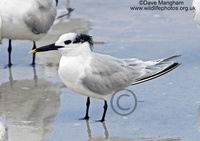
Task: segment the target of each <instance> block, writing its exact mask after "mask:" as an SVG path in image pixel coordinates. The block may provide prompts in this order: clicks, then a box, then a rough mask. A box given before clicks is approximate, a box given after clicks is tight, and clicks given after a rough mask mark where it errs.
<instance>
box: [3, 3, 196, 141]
mask: <svg viewBox="0 0 200 141" xmlns="http://www.w3.org/2000/svg"><path fill="white" fill-rule="evenodd" d="M191 3H192V1H191V0H187V1H186V0H184V6H190V5H191ZM65 4H66V1H65V0H62V1H61V0H60V5H59V8H63V7H64V6H65ZM138 5H139V4H138V0H135V1H132V0H123V1H122V0H120V1H118V2H116V1H115V0H110V1H106V0H103V1H97V0H85V1H77V0H74V1H70V6H71V7H74V8H75V11H74V12H73V13H72V14H71V15H70V17H66V18H63V19H61V20H58V21H56V23H55V25H54V27H53V28H52V30H51V31H50V32H49V33H48V34H47V35H46V36H45V37H44V38H43V39H41V40H40V41H38V42H37V45H38V46H42V45H45V44H48V43H52V42H54V41H56V40H57V38H58V37H59V36H60V35H61V34H63V33H65V32H78V33H88V34H90V35H92V36H93V39H94V41H96V42H99V43H101V44H95V48H94V51H95V52H99V53H105V54H110V55H113V56H116V57H119V58H130V57H135V58H140V59H142V60H151V59H158V58H165V57H170V56H172V55H177V54H181V55H182V56H181V57H179V58H177V59H176V61H178V62H182V64H181V65H180V66H179V67H178V68H177V69H175V70H173V71H172V72H170V73H168V74H166V75H165V76H162V77H160V78H157V79H155V80H151V81H149V82H145V83H143V84H139V85H135V86H132V87H129V88H128V89H129V90H131V91H132V92H134V94H135V95H136V97H137V107H136V109H135V111H134V112H133V113H132V114H130V115H125V116H121V115H118V114H116V113H115V112H114V111H113V110H112V108H111V102H110V101H109V102H108V104H109V108H108V111H107V116H106V121H105V123H104V124H102V123H99V122H95V120H98V119H100V118H101V116H102V112H103V108H102V106H103V101H102V100H96V99H91V109H90V117H91V118H90V120H89V122H86V121H84V120H79V118H81V117H83V116H84V114H85V102H86V97H85V96H82V95H79V94H76V93H74V92H72V91H71V90H69V89H67V88H66V87H65V86H64V85H63V84H62V82H61V80H60V79H59V77H58V75H57V67H58V61H59V58H60V55H59V53H58V52H56V51H54V52H48V53H38V54H37V59H36V62H37V65H36V67H35V68H33V67H31V66H29V64H30V63H31V59H32V54H28V53H27V52H28V51H30V50H31V46H32V43H31V42H30V41H17V40H16V41H13V52H12V63H13V66H12V68H11V69H9V68H6V67H5V65H6V64H7V57H8V55H7V44H8V40H7V39H4V40H3V44H2V45H1V47H0V56H1V59H0V78H1V79H0V98H1V99H0V100H1V101H0V105H1V106H0V116H1V117H2V118H3V119H5V121H6V122H7V124H8V128H9V130H8V135H9V140H10V141H21V140H29V141H42V140H46V141H55V140H60V141H65V140H75V141H76V140H83V141H85V140H88V141H92V140H106V139H107V140H108V139H109V140H115V141H116V140H117V141H118V140H119V141H129V140H134V141H135V140H136V141H151V140H157V141H158V140H159V141H161V140H162V141H179V140H181V141H188V140H189V141H197V140H199V138H200V133H199V132H200V112H199V111H200V110H199V101H200V96H199V92H200V87H199V80H200V64H199V60H200V55H199V51H200V48H199V47H200V41H199V36H200V29H199V28H198V27H197V25H196V24H195V22H194V21H193V18H192V11H187V12H185V11H180V10H178V11H156V10H152V11H145V10H142V11H132V10H130V6H138ZM139 6H140V5H139ZM102 43H104V44H102ZM124 98H126V97H124ZM120 102H121V103H120V104H121V106H122V107H128V106H130V105H131V103H130V102H128V104H130V105H128V104H127V100H126V99H122V100H121V101H120ZM133 104H134V101H133Z"/></svg>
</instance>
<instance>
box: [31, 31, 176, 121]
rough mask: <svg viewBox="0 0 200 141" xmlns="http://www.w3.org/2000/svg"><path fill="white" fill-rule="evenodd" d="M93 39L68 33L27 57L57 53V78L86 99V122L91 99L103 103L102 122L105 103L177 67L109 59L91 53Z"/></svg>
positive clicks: (93, 53)
mask: <svg viewBox="0 0 200 141" xmlns="http://www.w3.org/2000/svg"><path fill="white" fill-rule="evenodd" d="M92 49H93V40H92V37H91V36H89V35H86V34H76V33H67V34H63V35H61V36H60V38H59V39H58V41H56V42H55V43H53V44H50V45H47V46H43V47H40V48H37V49H34V50H32V51H30V52H29V53H36V52H43V51H49V50H58V51H59V52H60V53H61V54H62V57H61V59H60V64H59V69H58V74H59V76H60V78H61V80H62V81H63V83H64V84H65V85H66V86H67V87H68V88H69V89H71V90H72V91H74V92H76V93H79V94H82V95H85V96H88V98H87V102H86V106H87V108H86V115H85V117H84V119H86V120H88V119H89V116H88V112H89V105H90V97H92V98H97V99H103V100H104V103H105V104H104V112H103V116H102V118H101V120H100V121H101V122H103V121H104V120H105V115H106V111H107V107H108V106H107V100H108V99H109V97H111V96H112V95H114V94H115V93H117V92H118V91H120V90H123V89H125V88H126V87H128V86H130V85H134V84H138V83H141V82H145V81H147V80H151V79H153V78H156V77H159V76H161V75H163V74H165V73H167V72H169V71H171V70H173V69H175V68H176V67H177V66H179V65H180V64H179V63H174V62H173V61H171V60H172V59H174V58H176V57H179V56H180V55H177V56H172V57H170V58H166V59H158V60H153V61H142V60H139V59H136V58H131V59H118V58H115V57H112V56H109V55H103V54H99V53H94V52H93V51H92Z"/></svg>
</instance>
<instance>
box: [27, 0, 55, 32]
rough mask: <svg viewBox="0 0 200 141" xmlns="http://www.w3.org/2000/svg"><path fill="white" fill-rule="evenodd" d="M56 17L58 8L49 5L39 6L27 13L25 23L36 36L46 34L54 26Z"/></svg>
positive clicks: (51, 4) (52, 4) (54, 5)
mask: <svg viewBox="0 0 200 141" xmlns="http://www.w3.org/2000/svg"><path fill="white" fill-rule="evenodd" d="M55 17H56V6H55V5H53V3H49V5H48V6H43V5H38V7H37V9H35V10H32V11H27V14H26V15H25V16H24V22H25V24H26V25H27V26H28V28H29V29H30V30H31V31H32V32H33V33H34V34H45V33H47V32H48V30H49V29H50V28H51V26H52V25H53V22H54V20H55Z"/></svg>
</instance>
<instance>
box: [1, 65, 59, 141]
mask: <svg viewBox="0 0 200 141" xmlns="http://www.w3.org/2000/svg"><path fill="white" fill-rule="evenodd" d="M12 71H15V72H17V71H19V70H16V68H15V67H14V68H9V69H8V73H9V77H8V79H9V81H8V82H4V83H1V85H0V116H1V117H2V118H3V119H5V121H6V122H7V125H8V136H9V140H12V141H19V140H21V139H23V140H30V139H32V140H44V139H45V138H46V137H47V136H48V135H49V134H50V133H51V131H52V127H51V125H52V123H53V121H54V118H55V116H56V115H57V112H58V109H59V107H60V93H61V89H62V87H63V84H62V83H52V82H50V81H47V80H45V79H41V78H38V76H37V73H36V68H34V67H33V68H32V67H30V68H27V69H26V70H25V71H24V72H23V73H24V74H28V75H29V76H30V74H31V72H32V73H33V78H32V79H28V78H27V77H25V76H21V74H20V73H18V76H17V77H18V78H19V77H21V79H20V78H19V79H18V80H15V74H16V73H14V74H12ZM24 78H25V79H24Z"/></svg>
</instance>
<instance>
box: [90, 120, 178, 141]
mask: <svg viewBox="0 0 200 141" xmlns="http://www.w3.org/2000/svg"><path fill="white" fill-rule="evenodd" d="M99 124H102V127H103V129H104V137H101V136H94V137H92V131H91V128H90V124H89V121H88V120H86V126H87V133H88V139H87V141H108V140H109V141H136V140H137V141H180V138H158V137H139V138H127V137H109V132H108V130H107V127H106V122H105V121H104V122H101V123H99ZM124 129H125V128H124ZM125 131H126V130H123V131H122V132H125Z"/></svg>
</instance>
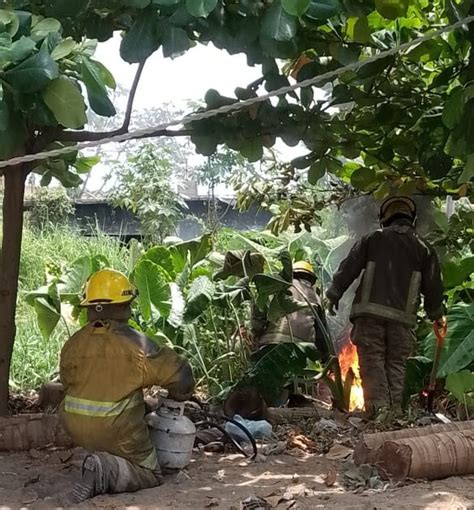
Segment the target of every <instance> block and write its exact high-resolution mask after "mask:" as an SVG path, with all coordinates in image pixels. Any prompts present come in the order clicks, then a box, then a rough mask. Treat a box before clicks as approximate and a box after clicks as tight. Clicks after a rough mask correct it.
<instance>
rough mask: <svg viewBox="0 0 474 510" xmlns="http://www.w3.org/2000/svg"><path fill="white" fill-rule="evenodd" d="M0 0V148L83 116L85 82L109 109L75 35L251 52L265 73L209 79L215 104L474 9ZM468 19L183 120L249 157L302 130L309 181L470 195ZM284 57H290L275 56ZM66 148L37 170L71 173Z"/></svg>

────

* [WORK INSTRUCTION]:
The required output is the stretch of entries above from the line containing "box: [31, 31, 176, 121]" through the line containing "39L68 33L27 57L57", reproduced exactly.

* [RESULT BELOW]:
box: [31, 31, 176, 121]
rough mask: <svg viewBox="0 0 200 141" xmlns="http://www.w3.org/2000/svg"><path fill="white" fill-rule="evenodd" d="M93 39L68 33L27 57L57 53V78L86 99V122L91 99L103 103L102 122L105 103L177 67L109 59L91 53Z"/></svg>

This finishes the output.